Each entry in the listing below should be restated word for word.

Start of Records for the exercise

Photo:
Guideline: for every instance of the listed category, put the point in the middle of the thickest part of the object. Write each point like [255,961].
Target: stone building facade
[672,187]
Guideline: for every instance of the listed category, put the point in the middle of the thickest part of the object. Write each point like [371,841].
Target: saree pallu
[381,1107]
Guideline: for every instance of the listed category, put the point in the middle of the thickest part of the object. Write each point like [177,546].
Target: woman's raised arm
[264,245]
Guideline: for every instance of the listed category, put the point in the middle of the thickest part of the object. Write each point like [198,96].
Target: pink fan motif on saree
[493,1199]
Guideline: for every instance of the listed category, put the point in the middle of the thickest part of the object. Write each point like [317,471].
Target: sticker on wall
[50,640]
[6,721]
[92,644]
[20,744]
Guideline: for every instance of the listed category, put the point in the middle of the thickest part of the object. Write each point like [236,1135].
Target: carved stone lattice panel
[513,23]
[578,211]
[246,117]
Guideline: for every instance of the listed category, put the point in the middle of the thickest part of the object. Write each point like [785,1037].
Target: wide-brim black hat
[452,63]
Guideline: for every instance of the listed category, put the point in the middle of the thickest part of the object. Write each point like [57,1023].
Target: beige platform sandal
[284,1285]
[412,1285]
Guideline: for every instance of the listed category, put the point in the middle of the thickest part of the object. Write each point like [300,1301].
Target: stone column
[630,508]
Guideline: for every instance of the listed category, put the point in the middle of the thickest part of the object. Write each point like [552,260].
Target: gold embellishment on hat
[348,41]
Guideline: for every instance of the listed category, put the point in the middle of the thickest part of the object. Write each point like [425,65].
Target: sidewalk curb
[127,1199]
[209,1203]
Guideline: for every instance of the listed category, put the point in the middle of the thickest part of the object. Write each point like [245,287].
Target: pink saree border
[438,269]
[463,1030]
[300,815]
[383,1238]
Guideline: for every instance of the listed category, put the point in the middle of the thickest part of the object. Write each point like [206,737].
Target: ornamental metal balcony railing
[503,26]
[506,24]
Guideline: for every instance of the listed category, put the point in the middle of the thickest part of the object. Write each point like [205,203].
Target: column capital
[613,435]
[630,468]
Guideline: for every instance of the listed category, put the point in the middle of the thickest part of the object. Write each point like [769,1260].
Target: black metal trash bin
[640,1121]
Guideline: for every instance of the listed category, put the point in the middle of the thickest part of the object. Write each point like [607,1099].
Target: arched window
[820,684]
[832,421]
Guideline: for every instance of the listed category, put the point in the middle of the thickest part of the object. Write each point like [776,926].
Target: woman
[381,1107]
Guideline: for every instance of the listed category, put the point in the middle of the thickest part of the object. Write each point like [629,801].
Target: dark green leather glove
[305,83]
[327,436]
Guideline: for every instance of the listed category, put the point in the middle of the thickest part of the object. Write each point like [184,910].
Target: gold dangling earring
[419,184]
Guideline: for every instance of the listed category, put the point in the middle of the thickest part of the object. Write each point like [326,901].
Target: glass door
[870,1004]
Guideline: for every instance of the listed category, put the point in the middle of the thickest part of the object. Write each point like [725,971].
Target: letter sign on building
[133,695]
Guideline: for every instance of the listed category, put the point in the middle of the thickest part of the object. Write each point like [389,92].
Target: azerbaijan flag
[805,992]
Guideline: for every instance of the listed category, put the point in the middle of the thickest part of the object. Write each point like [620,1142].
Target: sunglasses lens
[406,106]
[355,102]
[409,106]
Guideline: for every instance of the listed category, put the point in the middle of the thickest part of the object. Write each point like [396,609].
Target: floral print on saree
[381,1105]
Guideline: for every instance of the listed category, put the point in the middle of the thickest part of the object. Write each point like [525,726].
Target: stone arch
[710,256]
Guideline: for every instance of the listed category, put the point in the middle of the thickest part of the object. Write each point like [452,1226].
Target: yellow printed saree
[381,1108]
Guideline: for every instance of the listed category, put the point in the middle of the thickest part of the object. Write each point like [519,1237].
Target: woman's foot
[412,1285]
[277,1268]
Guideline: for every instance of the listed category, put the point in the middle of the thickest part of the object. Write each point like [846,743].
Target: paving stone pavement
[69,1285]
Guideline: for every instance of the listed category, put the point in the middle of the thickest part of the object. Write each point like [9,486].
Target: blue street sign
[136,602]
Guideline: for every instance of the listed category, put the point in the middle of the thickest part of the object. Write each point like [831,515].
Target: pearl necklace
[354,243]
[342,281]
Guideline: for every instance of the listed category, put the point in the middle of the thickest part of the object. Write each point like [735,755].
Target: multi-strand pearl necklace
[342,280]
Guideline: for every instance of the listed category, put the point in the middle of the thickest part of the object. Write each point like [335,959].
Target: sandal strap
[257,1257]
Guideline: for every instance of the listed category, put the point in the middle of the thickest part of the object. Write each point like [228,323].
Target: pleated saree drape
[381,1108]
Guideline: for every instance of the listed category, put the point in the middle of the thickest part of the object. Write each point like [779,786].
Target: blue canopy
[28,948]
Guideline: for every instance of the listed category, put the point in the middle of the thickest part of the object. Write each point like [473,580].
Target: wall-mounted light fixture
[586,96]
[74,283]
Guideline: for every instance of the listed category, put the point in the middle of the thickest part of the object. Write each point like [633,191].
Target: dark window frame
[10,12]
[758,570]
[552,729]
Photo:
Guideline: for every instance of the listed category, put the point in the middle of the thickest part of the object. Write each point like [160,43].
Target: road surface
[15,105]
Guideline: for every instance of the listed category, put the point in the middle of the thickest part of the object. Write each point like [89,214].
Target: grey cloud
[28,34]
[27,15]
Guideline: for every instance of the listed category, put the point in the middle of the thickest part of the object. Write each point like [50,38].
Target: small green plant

End of Records for the exercise

_Exercise solution_:
Photo:
Guideline: for every instance of the listed category, put the point in the middle of the thickest part of the object. Write each point like [255,961].
Target: stone building facade
[672,187]
Guideline: for every instance of the listed category, put the point in the middle of the thickest part of the object. Write each point like [371,841].
Target: saree pallu
[381,1107]
Guideline: for every instance of the listed category, put the point in the middle of the thickest part of the object. Write each point like [177,546].
Target: woman's raised arm
[264,245]
Guideline: for every instance of the listed category, put the point in the middle of the thickest part of the object. Write each point like [198,96].
Target: pink fan motif on saree
[493,1199]
Guideline: for every instance of the listed category, put the point in the middle of the thickest part of the object. Write each point like [317,471].
Target: sticker on wall
[50,640]
[6,721]
[92,644]
[20,744]
Guideline: for every instance of the listed category, put the point in the middle of the thickest part of the object. Write each point like [236,1135].
Target: carved stone lattice panel
[513,23]
[578,211]
[246,117]
Guideline: for every instance of the listed category, put the point in the middle of the thickest part of the object. Write each point like [785,1037].
Target: wide-brim black hat
[452,63]
Guideline: for every instance of the listed category, put the point in the middle of the thickest part of the object. Write each point like [57,1023].
Target: beige platform sandal
[284,1285]
[412,1285]
Guideline: for every instance of the listed category, put the point in the middle of the thickest part of the object. Write each point like [300,1301].
Target: stone column
[630,508]
Guideline: for every instance of the listed category, put the point in the middle of the thickest part of the object. Write each point like [552,260].
Target: gold embellishment on hat
[348,41]
Guideline: for every instance of the listed category, put the point in the middle of the thickest part of the object. Write each point like [425,65].
Target: sidewalk curb
[127,1199]
[209,1203]
Guideline: for every instance of the listed category, put the point in the middle of the thickest part of the object. Write each point like [245,287].
Target: pink saree border
[438,269]
[463,1030]
[300,815]
[383,1238]
Guideline: for every instance of the listed category, put the point in the middle of the thickest part of the object. Write each point like [206,737].
Target: ornamental metal balcony railing
[503,26]
[506,24]
Guideline: for every instance of the listed category, put the point in the middle of the thickest part of the object. Write each point like [205,203].
Target: column capital
[613,435]
[630,468]
Guideline: for every instance of the listed category, put the point in the middle of the thickest part of the object. Write each point like [769,1260].
Target: black metal trash bin
[640,1121]
Guideline: for every instance of the listed category, put the point in the middle of the thickest part of the object. Write each point like [607,1099].
Target: arched window
[820,684]
[832,421]
Guideline: for every instance of the listed category, put the point in the middle of the thickest part of the object. Write each point like [776,926].
Target: woman
[381,1107]
Guideline: for every instance of the listed category, put the point in the middle of the thickest part of the object. Write each point like [629,801].
Target: dark green leather glove
[305,83]
[327,436]
Guideline: for every instance of the listed category, put the point in the middle of the thickest part of the object. Write each point like [184,910].
Target: gold dangling earring
[419,184]
Guideline: for every instance of the listed category, put the point in the middle of the thickest part of the object. Write each point like [326,901].
Target: glass door
[870,1004]
Guideline: for every instance of the listed category, put the point in the middle of the thickest part of the object. Write each point like [725,971].
Target: letter sign on building
[133,695]
Guideline: for every instance of the listed category, put the point in the middle of the thickest part of the object. Write each point like [389,92].
Target: azerbaijan flag
[805,992]
Guideline: for every instance of the listed category, put the point in the middle of the thickest part of the object. Write each point like [620,1142].
Target: sunglasses lens
[406,106]
[355,102]
[409,106]
Guideline: for every instance of the listed category, put the point in the middle of the thickest part of the object. Write each point like [396,609].
Target: floral print on saree
[381,1105]
Guideline: for every instance of the listed category, put the point in the middle of the thickest part of the object. Write each point like [525,726].
Target: stone arch
[710,256]
Guideline: for every instance of the listed category, put the point in the middle of the thickest part of the object. Write each point like [452,1226].
Target: yellow printed saree
[381,1108]
Guideline: for every instance of the listed category, put the point in the middle of the thickest part of the object. Write each point like [519,1237].
Target: woman's foot
[412,1285]
[277,1268]
Guideline: for every instance of the listed category, put the point in the middle of the thickest part of the object. Write each point like [846,743].
Target: paving stone pavement
[69,1285]
Guideline: for every instance of the listed category, put the point in the middle of the thickest part of the object. Write each point like [9,486].
Target: blue street sign
[136,602]
Guideline: for every instance of the listed category, put the point in the middle of the thickest part of the object. Write each point like [831,515].
Target: pearl necklace
[354,243]
[342,281]
Guideline: for every instance of the listed category, put the point in the middle of the thickest part of the object. Write each point like [735,755].
Target: multi-strand pearl necklace
[342,280]
Guideline: for every instance of the listed category, put the point in the middle of the thickest part of the object. Write each point like [335,959].
Target: sandal strap
[257,1257]
Guideline: for every instance of the listed category, put the point in the middle of the thickest part of the object. Write each point like [228,323].
Target: pleated saree drape
[381,1108]
Guideline: for every instance of the listed category, put the point in the middle of the thickest part of the object. Write each point like [779,786].
Target: blue canopy
[28,948]
Guideline: for every instance of the listed category, put the point in the middle of the thickest part of the object. Write each point like [473,580].
Target: wall-mounted light fixture
[586,96]
[74,283]
Guideline: for every instance of the listed category, put the point in the middle of the thickest part of the object. Write each point like [633,191].
Target: dark window frame
[10,12]
[758,570]
[552,729]
Photo:
Guideline: for every instance of the listed category, put the point in the middle of the thickest part of the object. Write each point like [160,43].
Target: road surface
[15,105]
Guideline: for every instance of the listed category, put the point in the middle of the thickest part of the object. Write each point like [89,214].
Target: grey cloud
[28,34]
[27,15]
Guideline: for every instance of the listed category, put the point in the middle of the thickest part of the object. Write each point like [50,38].
Target: small green plant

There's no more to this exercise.